Description of the task
Reproduce every one of the rows below without changing a single character.

(Point annotation records)

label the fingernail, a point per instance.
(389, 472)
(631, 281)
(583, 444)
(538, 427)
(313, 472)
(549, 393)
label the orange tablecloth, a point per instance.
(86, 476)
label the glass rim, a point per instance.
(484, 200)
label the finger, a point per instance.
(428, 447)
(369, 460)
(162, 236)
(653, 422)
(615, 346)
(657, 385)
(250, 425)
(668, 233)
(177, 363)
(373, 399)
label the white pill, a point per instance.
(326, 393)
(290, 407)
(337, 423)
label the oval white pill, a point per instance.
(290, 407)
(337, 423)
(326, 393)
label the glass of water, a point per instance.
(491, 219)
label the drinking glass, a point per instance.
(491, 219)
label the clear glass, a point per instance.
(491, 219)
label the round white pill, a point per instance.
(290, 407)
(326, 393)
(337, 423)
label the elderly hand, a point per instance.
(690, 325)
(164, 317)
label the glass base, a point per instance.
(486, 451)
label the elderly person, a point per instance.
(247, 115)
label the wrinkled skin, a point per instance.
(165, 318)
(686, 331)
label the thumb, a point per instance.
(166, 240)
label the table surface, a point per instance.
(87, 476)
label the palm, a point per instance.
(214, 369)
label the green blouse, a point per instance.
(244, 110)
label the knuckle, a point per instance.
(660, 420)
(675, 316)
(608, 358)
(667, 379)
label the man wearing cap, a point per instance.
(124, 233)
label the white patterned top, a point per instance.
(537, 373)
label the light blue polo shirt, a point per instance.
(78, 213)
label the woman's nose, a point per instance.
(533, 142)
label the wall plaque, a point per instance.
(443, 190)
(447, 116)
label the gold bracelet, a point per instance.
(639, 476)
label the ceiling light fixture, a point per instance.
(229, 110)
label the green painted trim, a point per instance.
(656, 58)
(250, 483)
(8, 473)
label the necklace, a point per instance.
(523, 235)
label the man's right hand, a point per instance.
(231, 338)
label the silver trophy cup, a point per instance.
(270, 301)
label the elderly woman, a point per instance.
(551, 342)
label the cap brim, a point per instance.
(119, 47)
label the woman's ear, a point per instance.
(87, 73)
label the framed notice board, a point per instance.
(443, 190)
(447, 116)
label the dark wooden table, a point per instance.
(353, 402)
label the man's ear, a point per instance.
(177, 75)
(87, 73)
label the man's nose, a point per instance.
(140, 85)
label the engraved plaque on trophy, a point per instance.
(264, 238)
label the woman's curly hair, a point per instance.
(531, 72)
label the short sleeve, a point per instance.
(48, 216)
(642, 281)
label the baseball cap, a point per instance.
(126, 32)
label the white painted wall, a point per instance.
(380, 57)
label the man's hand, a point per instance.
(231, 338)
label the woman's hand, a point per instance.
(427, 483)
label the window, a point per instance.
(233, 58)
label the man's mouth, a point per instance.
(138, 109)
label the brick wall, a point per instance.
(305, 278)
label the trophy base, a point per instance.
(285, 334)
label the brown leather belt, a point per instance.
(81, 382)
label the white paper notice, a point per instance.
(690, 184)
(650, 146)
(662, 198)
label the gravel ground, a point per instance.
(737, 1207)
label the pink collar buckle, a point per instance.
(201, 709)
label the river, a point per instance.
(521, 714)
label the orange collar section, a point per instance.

Reply to the exercise
label the fingernail, a point per instance.
(389, 472)
(631, 281)
(583, 444)
(538, 427)
(313, 472)
(549, 393)
label the orange tablecloth, a point per instance.
(86, 476)
label the glass rim, a point per instance.
(484, 200)
label the finger, a point per instance.
(428, 447)
(369, 460)
(162, 236)
(653, 422)
(615, 346)
(657, 385)
(250, 425)
(668, 233)
(177, 363)
(373, 399)
label the white pill, a point per instance.
(326, 393)
(290, 407)
(337, 423)
label the oval white pill, a point per instance.
(290, 407)
(337, 423)
(326, 393)
label the glass of water, a point per instance.
(491, 219)
label the drinking glass, a point per instance.
(491, 219)
label the clear glass, a point per instance.
(491, 219)
label the round white pill, a point per instance.
(290, 407)
(326, 393)
(337, 423)
label the elderly hand, a point per instance.
(690, 325)
(164, 317)
label the glass base, a point per instance.
(486, 451)
label the elderly person, a point per instance.
(247, 115)
label the wrinkled skin, a point per instance.
(165, 318)
(686, 331)
label the thumb, a point per instance.
(166, 240)
label the table surface, a point per instance.
(87, 476)
label the palm, a point per instance.
(214, 369)
label the green blouse, a point per instance.
(244, 110)
label the knuckle, a point per instance.
(660, 420)
(675, 316)
(608, 358)
(667, 379)
label the man wearing cap, a point per instance.
(124, 233)
label the white patterned top, a point per instance.
(537, 373)
label the light blue polo shirt, a point per instance.
(78, 213)
label the woman's nose, a point per instance.
(533, 142)
label the wall plaque, a point per instance.
(443, 190)
(447, 116)
label the gold bracelet, a point per instance.
(639, 476)
label the ceiling light fixture, a point per instance.
(229, 110)
label the green painted trim, a point per instance.
(656, 58)
(250, 483)
(8, 473)
label the necklace, a point per instance.
(523, 235)
label the man's right hand, a point per instance.
(231, 338)
label the silver trophy cup, a point per instance.
(270, 301)
label the elderly woman, a point per instance.
(551, 342)
label the cap brim, a point per instance.
(119, 47)
label the woman's ear, a point per instance.
(87, 73)
label the framed notice board, a point per instance.
(443, 190)
(447, 116)
label the dark wooden table, a point per instance.
(353, 402)
label the man's ear, a point per instance.
(177, 75)
(87, 73)
label the man's nose, a point per instance.
(140, 85)
label the engraved plaque on trophy, a point per instance.
(264, 238)
label the woman's curly hair, a point per instance.
(531, 72)
label the short sleeve, a point per instance.
(48, 216)
(642, 281)
label the baseball cap, a point per instance.
(126, 32)
label the white painted wall, a point per instance.
(380, 57)
label the man's hand, a point per instance.
(231, 338)
label the woman's hand, a point per instance.
(427, 483)
label the window, a point per instance.
(233, 58)
label the man's mouth, a point per instance.
(138, 109)
label the brick wall, a point per instance.
(305, 278)
label the trophy base, a point per instance.
(285, 334)
label the brown leather belt, a point per instance.
(81, 382)
label the white paper notice, a point per instance.
(690, 184)
(650, 146)
(662, 198)
label the gravel ground, a point per instance.
(737, 1207)
label the pink collar buckle, a point per instance.
(201, 709)
label the river, a point per instance.
(521, 714)
label the orange collar section, a point per instance.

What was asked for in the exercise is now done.